Task goal: Could you reproduce every line from the start of the records, requests included, and stop after the line containing "[281,78,442,379]", shifting each bounding-box coordinate in the answers up by 78?
——
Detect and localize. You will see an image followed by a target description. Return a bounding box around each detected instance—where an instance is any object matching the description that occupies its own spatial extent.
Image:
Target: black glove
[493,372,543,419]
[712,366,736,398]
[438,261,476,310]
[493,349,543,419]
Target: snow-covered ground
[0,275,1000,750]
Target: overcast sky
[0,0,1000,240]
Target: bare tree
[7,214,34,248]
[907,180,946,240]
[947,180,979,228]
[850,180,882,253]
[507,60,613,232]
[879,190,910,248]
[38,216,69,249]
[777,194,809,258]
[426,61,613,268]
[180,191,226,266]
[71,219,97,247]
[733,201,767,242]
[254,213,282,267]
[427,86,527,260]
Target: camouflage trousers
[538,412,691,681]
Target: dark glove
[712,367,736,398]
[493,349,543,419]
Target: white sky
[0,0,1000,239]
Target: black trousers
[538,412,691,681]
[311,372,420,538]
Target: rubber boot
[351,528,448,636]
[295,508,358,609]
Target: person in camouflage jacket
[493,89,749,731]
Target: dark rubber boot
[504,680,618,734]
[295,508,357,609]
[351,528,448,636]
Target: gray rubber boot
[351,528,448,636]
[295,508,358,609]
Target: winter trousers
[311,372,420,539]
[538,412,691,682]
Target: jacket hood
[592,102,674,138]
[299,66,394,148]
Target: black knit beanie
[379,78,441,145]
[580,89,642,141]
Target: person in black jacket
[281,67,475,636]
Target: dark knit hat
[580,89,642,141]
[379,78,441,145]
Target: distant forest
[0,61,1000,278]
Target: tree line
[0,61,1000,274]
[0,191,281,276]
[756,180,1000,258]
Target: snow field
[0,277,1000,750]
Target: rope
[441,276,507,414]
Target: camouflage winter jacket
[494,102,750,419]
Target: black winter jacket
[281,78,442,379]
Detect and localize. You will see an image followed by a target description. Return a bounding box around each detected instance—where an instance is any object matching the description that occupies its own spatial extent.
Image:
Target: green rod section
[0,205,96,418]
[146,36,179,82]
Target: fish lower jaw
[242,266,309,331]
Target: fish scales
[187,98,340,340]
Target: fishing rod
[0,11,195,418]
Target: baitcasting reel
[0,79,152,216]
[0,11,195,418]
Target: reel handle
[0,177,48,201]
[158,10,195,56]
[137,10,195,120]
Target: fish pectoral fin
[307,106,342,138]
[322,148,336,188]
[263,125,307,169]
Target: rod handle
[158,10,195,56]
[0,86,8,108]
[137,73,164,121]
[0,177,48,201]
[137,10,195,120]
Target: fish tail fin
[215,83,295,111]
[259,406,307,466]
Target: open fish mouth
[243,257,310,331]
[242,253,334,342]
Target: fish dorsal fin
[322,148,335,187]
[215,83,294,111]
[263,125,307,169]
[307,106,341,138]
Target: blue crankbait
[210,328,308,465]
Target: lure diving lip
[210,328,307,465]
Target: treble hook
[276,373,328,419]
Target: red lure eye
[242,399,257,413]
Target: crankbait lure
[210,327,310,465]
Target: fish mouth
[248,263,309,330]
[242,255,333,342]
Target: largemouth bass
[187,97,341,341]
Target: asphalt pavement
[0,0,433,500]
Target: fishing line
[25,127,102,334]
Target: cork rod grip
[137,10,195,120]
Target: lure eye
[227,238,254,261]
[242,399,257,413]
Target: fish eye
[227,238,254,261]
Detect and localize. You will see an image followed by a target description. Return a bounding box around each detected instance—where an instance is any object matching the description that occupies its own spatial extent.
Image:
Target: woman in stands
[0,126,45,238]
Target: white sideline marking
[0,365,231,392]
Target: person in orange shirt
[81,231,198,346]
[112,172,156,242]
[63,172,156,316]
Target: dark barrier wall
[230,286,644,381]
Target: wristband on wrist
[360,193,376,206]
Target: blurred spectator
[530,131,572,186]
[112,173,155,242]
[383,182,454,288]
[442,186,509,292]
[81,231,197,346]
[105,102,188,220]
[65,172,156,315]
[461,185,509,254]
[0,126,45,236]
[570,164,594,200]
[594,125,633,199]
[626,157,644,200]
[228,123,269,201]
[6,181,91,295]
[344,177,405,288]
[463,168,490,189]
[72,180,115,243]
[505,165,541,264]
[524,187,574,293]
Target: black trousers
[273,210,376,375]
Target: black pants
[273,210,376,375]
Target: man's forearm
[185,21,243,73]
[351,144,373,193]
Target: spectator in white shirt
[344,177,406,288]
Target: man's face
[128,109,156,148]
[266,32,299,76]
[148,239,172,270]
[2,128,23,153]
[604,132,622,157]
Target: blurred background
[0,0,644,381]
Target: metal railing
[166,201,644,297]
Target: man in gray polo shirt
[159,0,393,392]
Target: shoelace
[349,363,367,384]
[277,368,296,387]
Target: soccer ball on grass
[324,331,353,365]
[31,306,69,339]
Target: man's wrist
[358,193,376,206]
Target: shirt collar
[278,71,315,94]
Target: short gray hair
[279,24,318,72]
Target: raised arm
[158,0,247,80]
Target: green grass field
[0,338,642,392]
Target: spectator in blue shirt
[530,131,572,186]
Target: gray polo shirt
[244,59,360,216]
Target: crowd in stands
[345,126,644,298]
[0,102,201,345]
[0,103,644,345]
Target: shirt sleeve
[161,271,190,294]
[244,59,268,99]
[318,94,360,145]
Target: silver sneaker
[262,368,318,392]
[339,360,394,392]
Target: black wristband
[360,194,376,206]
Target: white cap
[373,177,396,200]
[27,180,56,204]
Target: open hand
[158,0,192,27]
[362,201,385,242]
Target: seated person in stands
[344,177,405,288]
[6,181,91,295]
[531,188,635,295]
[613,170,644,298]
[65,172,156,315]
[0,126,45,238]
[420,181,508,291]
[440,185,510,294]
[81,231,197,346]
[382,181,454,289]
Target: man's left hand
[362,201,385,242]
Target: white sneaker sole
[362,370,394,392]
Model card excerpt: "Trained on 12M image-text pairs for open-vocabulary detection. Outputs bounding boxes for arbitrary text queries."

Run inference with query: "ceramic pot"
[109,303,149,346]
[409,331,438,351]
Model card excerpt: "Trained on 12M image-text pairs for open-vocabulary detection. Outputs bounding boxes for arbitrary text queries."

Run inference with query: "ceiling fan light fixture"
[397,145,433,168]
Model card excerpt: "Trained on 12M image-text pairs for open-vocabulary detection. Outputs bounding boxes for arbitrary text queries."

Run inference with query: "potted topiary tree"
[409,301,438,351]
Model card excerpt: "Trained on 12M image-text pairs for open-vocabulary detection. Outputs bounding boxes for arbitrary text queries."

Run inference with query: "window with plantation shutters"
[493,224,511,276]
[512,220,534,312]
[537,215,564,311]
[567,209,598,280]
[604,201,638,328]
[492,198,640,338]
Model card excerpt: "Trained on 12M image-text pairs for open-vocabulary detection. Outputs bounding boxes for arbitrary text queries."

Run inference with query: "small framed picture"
——
Result of the task:
Detect and localize. You will see an image followed by a target description. Return a bounding box around each detected instance—where an instance is any object matching the description that occupies its own spatial extent.
Image:
Target: black glove
[571,450,621,497]
[790,444,814,476]
[516,339,554,388]
[571,427,621,497]
Target: snow-covered ground
[78,353,1078,828]
Target: overcast sky
[78,78,1078,318]
Target: bare tree
[85,292,112,326]
[985,258,1024,318]
[1025,258,1057,306]
[928,258,960,331]
[585,138,691,310]
[957,268,988,326]
[116,294,147,327]
[855,272,887,336]
[504,139,691,346]
[258,269,304,344]
[149,297,175,325]
[811,279,845,320]
[332,291,360,345]
[505,164,605,338]
Target: camouflage trousers
[616,490,769,759]
Target: dark glove
[790,445,814,476]
[571,427,621,497]
Target: white sky
[78,78,1078,317]
Target: black trousers
[616,490,769,759]
[389,450,498,616]
Target: rubber boot
[429,606,526,714]
[373,586,436,687]
Target: person in camouflage jacket
[571,167,827,809]
Target: dark rubber boot
[582,758,696,812]
[373,586,435,687]
[429,606,526,714]
Target: gray rubber boot
[429,606,526,714]
[373,586,436,687]
Target: winter trousers
[389,450,498,617]
[616,490,769,760]
Target: jacket hood
[670,180,752,216]
[377,144,472,226]
Target: black knit beanie
[457,156,519,223]
[658,167,720,219]
Target: person in black jacket
[359,145,553,714]
Target: dark knit hat
[658,167,720,219]
[457,156,519,223]
Target: distant forest
[78,139,1078,356]
Target: tree line
[78,139,1078,352]
[78,269,359,354]
[834,258,1078,336]
Target: snow field
[78,355,1078,828]
Target: rope
[519,354,585,492]
Target: camouflage winter jacket
[572,180,828,497]
Target: black winter jacket
[359,156,520,457]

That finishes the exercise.